## Supplied text

↓

Mitigation measures: Companies might consider increasing their use of short-term leased space; for example, they might eliminate half of their office space and reinvest in a much smaller, more localised, piece of temporary space to meet burst capacity needs when needed. The boards should ensure that the governance, risks and technology frameworks

are suitable for appropriate oversight of staff in and out of potential offices. Issues for boards to concern themselves with are:

  • Policies and potential changes to employment contracts to formalise and normalise changes in the working model.
  • Is there a plan to develop existing talent to support a more independent, self-directed working style with clearly defined outcomes.
  • Plans to accelerate digital utilisation and general technology across the organisation.
  • Is there an effective communication plan suitable for the new way of working in place?


There are a number of key governance issues that organisations need to be keenly aware of. As with any change it can be hard to implement but this change to a more flexible way of working is something more than half the world population, the women, have been asking for since the mid 50-ties. Recently, and before the pandemic, the pressure for this has also arisen from Millennials and younger generations. We are now in a place where this change should be able to happen relatively seamlessly if the boards and executive management are prepared to fully embrace it.

↑

## Provided material

↓

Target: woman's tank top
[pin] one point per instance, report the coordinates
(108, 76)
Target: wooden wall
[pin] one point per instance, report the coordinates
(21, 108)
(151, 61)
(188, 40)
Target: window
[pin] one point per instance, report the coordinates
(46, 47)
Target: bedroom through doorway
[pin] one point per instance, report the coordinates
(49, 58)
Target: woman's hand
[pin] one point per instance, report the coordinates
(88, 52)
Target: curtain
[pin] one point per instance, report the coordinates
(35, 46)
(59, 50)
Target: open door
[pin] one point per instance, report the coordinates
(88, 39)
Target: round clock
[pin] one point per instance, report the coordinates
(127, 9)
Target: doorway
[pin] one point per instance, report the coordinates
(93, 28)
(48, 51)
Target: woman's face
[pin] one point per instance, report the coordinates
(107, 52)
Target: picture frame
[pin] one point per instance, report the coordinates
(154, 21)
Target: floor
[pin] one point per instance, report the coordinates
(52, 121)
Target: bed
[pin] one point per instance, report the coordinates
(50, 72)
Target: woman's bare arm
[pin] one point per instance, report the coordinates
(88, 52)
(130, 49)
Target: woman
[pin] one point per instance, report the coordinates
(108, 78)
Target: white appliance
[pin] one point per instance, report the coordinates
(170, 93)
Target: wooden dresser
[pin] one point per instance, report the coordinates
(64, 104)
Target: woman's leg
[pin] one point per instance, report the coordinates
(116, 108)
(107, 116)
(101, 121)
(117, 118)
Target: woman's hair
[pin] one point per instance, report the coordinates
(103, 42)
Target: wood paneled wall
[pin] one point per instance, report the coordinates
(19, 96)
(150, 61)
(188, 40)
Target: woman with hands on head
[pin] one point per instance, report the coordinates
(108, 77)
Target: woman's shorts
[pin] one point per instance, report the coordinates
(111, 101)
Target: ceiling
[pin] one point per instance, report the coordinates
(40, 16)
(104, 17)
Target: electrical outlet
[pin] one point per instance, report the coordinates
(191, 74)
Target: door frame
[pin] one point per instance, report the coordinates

↑

## Exercises
(1) Reproduce the stretch of the passage on flexible working from "Mitigation measures: Companies" through "the working model.".
(2) List every issue that the passage on flexible working says boards should concern themselves with.
(3) Answer these questions from the passage on flexible working:
(a) How much of their office space might companies eliminate?
(b) Besides women, who has recently added pressure for a more flexible way of working?
(c) Who must be prepared to fully embrace the change for it to happen relatively seamlessly?

## Solutions by task
(1)
Mitigation measures: Companies might consider increasing their use of short-term leased space; for example, they might eliminate half of their office space and reinvest in a much smaller, more localised, piece of temporary space to meet burst capacity needs when needed. The boards should ensure that the governance, risks and technology frameworks

are suitable for appropriate oversight of staff in and out of potential offices. Issues for boards to concern themselves with are:

  • Policies and potential changes to employment contracts to formalise and normalise changes in the working model.

(2)
- Policies and potential changes to employment contracts to formalise and normalise changes in the working model.
- Is there a plan to develop existing talent to support a more independent, self-directed working style with clearly defined outcomes.
- Plans to accelerate digital utilisation and general technology across the organisation.
- Is there an effective communication plan suitable for the new way of working in place?

(3)
(a) Half of it.
(b) Millennials and younger generations.
(c) The boards and executive management.